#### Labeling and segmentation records
>> BEGIN

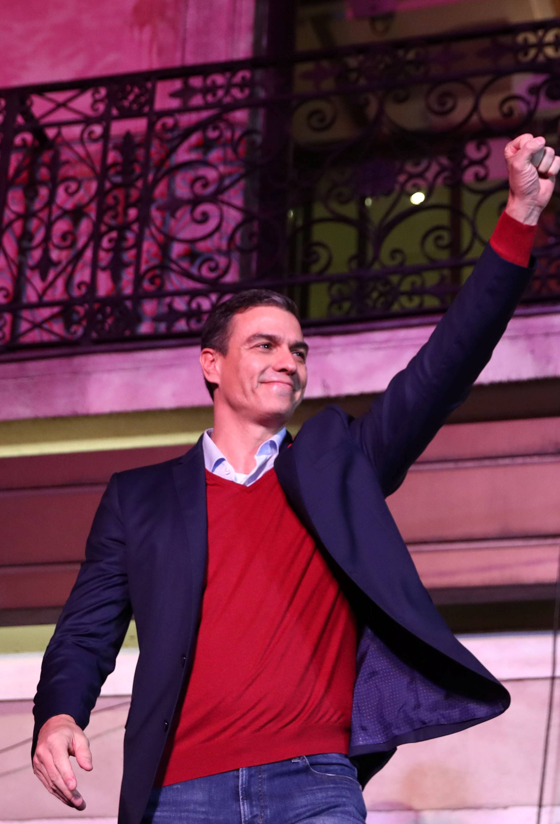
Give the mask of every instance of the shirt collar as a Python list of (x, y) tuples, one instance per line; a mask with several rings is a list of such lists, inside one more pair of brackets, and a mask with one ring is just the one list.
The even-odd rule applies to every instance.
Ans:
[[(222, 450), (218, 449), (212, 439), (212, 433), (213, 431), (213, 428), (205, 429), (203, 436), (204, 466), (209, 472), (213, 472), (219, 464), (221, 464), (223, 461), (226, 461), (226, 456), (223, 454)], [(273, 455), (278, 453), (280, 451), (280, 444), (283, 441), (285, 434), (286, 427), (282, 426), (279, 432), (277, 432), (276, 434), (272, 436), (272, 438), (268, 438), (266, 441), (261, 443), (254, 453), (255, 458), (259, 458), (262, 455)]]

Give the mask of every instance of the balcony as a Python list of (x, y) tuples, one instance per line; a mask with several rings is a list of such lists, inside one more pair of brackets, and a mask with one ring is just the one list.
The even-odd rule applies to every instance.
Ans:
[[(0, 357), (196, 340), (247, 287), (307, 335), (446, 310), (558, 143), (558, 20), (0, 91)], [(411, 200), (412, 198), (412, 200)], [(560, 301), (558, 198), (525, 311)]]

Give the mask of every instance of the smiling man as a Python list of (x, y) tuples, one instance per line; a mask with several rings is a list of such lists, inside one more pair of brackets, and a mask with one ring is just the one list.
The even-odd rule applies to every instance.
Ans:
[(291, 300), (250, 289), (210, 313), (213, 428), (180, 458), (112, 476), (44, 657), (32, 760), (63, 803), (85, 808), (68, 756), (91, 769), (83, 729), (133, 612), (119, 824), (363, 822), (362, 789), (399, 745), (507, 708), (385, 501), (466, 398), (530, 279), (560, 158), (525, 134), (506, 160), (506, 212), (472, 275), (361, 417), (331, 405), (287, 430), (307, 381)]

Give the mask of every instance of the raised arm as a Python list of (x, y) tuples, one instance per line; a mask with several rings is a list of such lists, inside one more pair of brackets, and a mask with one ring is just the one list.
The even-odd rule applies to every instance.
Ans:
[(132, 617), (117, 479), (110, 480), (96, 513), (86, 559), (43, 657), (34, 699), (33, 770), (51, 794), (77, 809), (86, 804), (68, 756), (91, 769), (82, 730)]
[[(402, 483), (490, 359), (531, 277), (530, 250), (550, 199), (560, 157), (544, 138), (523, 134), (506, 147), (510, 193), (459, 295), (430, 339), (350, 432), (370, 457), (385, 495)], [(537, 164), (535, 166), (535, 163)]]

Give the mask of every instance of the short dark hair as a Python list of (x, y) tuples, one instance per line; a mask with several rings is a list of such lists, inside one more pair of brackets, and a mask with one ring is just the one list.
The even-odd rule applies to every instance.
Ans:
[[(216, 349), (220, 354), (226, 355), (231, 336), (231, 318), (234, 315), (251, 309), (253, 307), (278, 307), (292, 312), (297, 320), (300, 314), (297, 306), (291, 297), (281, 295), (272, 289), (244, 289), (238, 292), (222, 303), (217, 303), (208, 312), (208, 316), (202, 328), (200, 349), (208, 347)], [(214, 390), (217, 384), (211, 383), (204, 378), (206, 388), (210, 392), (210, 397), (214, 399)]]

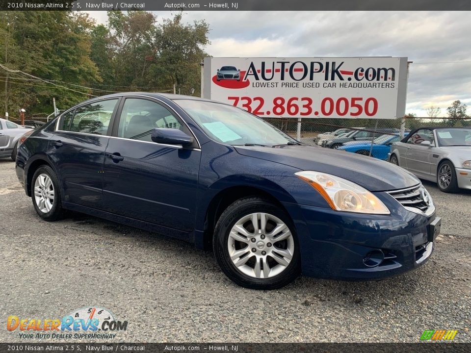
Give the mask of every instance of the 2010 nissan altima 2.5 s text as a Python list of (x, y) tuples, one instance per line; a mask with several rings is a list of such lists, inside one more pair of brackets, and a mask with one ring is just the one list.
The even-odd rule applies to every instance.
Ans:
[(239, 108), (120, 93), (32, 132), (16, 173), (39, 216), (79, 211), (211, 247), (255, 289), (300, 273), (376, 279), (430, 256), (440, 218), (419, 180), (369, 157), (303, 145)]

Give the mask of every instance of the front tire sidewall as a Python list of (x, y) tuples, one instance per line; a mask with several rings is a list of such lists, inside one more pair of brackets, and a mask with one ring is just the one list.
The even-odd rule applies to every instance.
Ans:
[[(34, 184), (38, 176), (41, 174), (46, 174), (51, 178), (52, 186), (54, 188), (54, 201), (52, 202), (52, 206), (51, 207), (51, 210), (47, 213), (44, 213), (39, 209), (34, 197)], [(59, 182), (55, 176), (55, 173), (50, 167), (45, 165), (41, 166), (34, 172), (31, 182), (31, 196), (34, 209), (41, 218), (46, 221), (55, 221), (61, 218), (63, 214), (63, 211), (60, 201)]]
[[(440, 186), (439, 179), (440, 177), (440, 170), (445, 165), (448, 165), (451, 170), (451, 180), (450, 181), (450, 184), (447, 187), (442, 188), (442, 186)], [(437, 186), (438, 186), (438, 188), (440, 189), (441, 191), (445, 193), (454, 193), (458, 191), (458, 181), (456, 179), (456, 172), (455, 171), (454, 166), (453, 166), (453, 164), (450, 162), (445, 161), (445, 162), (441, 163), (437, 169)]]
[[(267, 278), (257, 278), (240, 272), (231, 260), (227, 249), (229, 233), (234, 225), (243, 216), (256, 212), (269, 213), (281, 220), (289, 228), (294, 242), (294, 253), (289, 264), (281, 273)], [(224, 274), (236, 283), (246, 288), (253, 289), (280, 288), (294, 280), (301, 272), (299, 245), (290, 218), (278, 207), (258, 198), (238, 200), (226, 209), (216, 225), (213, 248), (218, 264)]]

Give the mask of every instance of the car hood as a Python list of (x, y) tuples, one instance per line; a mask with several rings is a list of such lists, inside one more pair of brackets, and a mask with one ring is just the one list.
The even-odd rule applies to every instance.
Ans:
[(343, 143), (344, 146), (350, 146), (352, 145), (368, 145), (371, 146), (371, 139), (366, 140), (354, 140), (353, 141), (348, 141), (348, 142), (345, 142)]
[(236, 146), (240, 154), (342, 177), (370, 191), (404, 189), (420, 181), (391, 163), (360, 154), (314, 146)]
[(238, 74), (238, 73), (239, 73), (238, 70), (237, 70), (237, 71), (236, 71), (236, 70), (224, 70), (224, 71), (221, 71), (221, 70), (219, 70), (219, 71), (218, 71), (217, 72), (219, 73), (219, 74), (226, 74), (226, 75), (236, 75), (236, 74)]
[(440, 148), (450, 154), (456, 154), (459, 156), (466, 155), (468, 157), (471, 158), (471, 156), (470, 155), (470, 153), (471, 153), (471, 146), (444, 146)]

>> END
>> BEGIN

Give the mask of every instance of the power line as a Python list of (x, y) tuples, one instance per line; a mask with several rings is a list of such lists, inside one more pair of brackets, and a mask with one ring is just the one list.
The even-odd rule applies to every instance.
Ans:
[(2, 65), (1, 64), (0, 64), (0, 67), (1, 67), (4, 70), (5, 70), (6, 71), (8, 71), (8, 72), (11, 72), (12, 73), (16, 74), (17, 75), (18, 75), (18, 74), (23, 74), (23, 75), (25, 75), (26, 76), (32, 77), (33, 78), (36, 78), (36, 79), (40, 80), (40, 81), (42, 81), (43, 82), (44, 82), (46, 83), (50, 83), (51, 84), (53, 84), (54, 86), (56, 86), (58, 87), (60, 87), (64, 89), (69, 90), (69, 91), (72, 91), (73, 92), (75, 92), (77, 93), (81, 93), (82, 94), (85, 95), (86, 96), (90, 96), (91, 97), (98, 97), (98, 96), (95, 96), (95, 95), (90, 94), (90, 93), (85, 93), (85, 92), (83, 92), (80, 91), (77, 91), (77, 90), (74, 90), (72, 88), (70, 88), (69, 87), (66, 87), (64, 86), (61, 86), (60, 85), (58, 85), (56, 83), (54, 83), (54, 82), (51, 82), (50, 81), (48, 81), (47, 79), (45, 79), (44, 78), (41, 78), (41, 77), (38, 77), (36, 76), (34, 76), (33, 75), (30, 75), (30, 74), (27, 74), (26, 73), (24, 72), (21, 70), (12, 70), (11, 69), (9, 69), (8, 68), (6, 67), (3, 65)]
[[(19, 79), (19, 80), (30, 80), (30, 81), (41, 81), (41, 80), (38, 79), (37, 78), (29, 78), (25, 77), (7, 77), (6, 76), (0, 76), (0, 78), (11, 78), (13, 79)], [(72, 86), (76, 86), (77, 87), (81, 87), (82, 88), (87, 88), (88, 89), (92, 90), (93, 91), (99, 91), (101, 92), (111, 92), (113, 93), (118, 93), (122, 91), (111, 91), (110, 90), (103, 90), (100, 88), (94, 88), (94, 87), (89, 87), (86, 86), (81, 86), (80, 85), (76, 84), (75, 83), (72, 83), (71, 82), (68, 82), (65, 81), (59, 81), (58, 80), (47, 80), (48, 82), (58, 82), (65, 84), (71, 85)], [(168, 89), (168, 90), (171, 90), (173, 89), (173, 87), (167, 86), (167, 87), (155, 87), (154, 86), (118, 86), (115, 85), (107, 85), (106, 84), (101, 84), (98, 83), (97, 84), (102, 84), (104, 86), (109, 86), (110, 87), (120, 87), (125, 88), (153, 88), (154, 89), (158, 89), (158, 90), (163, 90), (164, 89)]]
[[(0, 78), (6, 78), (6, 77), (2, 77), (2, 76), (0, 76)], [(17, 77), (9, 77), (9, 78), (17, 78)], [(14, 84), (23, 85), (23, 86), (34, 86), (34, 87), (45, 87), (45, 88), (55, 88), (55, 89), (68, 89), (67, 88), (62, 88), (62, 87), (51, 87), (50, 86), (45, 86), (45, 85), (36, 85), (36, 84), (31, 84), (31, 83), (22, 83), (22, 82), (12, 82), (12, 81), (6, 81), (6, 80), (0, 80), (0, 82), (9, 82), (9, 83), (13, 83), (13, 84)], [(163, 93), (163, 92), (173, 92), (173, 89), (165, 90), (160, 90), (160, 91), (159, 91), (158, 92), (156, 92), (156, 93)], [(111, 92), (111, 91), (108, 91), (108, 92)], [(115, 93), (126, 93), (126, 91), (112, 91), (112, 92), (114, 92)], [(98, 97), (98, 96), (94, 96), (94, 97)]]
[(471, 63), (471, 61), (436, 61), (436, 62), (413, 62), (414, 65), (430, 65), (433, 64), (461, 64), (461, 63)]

>> END

#### Exercise instructions
Rewrite everything from the line containing "Give the mask of every instance of the shirt" down to the line containing "458), (262, 455)]]", replacing "even-odd rule" with "nonzero winding rule" and keeping everything else identical.

#### Final answer
Give the mask of every instance of the shirt collar as a Python list of (x, y) tuples, one instance per line; a mask with several rings is a list of such lists, inside one more pair of brackets, and a mask with one ring is just the one list.
The nonzero winding rule applies to every instance.
Ans:
[[(222, 450), (218, 449), (212, 439), (212, 433), (213, 431), (213, 428), (205, 429), (203, 436), (204, 466), (209, 472), (213, 472), (219, 464), (221, 464), (223, 461), (226, 461), (226, 456), (223, 454)], [(273, 455), (278, 453), (280, 451), (280, 444), (283, 441), (285, 434), (286, 427), (282, 426), (279, 432), (277, 432), (276, 434), (272, 436), (272, 438), (268, 438), (266, 441), (261, 443), (254, 453), (255, 458), (259, 458), (262, 455)]]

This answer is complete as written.